PROBLEM DETAILS. All of the records below need to be returned exactly.

DATA FOR THIS EXERCISE.
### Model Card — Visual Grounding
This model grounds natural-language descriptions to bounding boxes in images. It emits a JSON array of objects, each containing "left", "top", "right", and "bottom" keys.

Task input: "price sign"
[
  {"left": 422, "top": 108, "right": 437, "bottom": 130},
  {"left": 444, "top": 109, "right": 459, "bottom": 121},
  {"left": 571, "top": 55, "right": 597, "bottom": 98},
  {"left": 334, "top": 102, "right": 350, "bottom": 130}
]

EXERCISE RESULT.
### Model Card — Visual Grounding
This model grounds natural-language descriptions to bounding boxes in images. It emits a JSON array of objects, each containing "left", "top", "right", and "bottom" keys.

Task input: "price sign"
[
  {"left": 422, "top": 108, "right": 437, "bottom": 130},
  {"left": 444, "top": 109, "right": 459, "bottom": 121},
  {"left": 571, "top": 55, "right": 597, "bottom": 98},
  {"left": 334, "top": 102, "right": 350, "bottom": 130}
]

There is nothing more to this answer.